Load-bearing brick-masonry multifamily buildings are prevalent in urban areas across much of the Northeast and mid-Atlantic. In most instances, these buildings are un-insulated unless they have been renovated within the past two decades. Affordable housing capital budgets typically limit what can be spent and energy improvements often take a back seat to basic capital improvements such as interior finish upgrades and basic repairs. The Consortium for Advanced Residential Buildings (CARB) is researching cost effective solution packages for significant energy efficiency and indoor air-quality improvements in these urban buildings. To explore how these low-cost retrofits can effectively integrate energy efficiency upgrades, CARB partnered with Columbus Property Management and Development, Inc. on a community-scale gut rehabilitation project located at 56th Street and Walnut Street in Philadelphia, consisting of 32 units in eleven 3-story buildings. These buildings were built in the early 1900s using stone foundations and solid brick-masonry walls. They were renovated in the 1990s to have interior light gauge metal framing with R-13 batt in the above-grade walls, induced-draft furnaces, and central air conditioning.

- Supplied information:

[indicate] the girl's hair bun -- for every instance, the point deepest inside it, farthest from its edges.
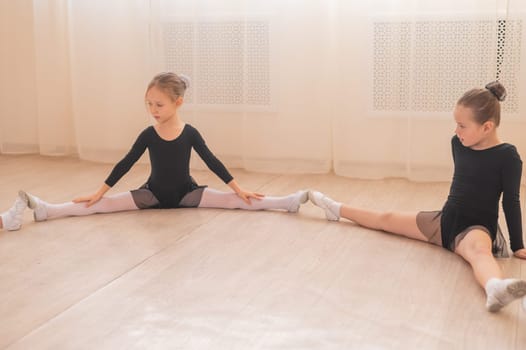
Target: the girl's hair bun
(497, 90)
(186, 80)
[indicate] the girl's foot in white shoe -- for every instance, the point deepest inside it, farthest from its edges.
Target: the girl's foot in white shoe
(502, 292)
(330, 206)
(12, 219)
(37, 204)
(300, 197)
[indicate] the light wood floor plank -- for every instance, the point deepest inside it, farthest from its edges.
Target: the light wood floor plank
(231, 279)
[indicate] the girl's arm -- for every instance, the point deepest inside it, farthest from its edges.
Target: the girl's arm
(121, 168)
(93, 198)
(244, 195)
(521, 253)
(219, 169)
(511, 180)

* * *

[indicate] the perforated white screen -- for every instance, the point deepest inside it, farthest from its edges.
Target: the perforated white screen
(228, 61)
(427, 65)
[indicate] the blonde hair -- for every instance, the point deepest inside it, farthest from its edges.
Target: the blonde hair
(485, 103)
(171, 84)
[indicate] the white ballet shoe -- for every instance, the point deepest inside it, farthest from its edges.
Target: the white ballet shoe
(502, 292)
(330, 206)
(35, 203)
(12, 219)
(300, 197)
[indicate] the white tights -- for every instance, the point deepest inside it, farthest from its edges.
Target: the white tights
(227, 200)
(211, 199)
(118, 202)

...

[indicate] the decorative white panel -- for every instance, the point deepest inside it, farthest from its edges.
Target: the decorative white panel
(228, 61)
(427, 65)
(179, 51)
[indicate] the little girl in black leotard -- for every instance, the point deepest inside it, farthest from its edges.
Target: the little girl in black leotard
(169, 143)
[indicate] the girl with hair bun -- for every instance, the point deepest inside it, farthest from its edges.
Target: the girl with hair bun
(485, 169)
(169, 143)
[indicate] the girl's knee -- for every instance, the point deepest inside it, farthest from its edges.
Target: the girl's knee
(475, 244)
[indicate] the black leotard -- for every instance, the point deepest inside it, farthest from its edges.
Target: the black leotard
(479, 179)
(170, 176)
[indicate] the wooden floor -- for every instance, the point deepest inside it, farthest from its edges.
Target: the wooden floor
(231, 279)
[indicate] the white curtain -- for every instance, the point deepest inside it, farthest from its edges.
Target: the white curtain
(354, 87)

- Directives:
1: List the features the Philadelphia brick buildings passage says the buildings received in their 1990s renovation.
2: Does the Philadelphia brick buildings passage support each statement? Answer yes or no for each, and quote the deciding words. (a) The project includes 32 units spread over eleven 3-story buildings. (b) The buildings were originally constructed in the 1990s. (c) CARB partnered with Columbus Property Management and Development, Inc. on the project.

- Task answers:
1:
- Interior light gauge metal framing with R-13 batt in the above-grade walls
- Induced-draft furnaces
- Central air conditioning

2:
(a) Yes: "consisting of 32 units in eleven 3-story buildings"
(b) No: "These buildings were built in the early 1900s"
(c) Yes: "CARB partnered with Columbus Property Management and Development, Inc."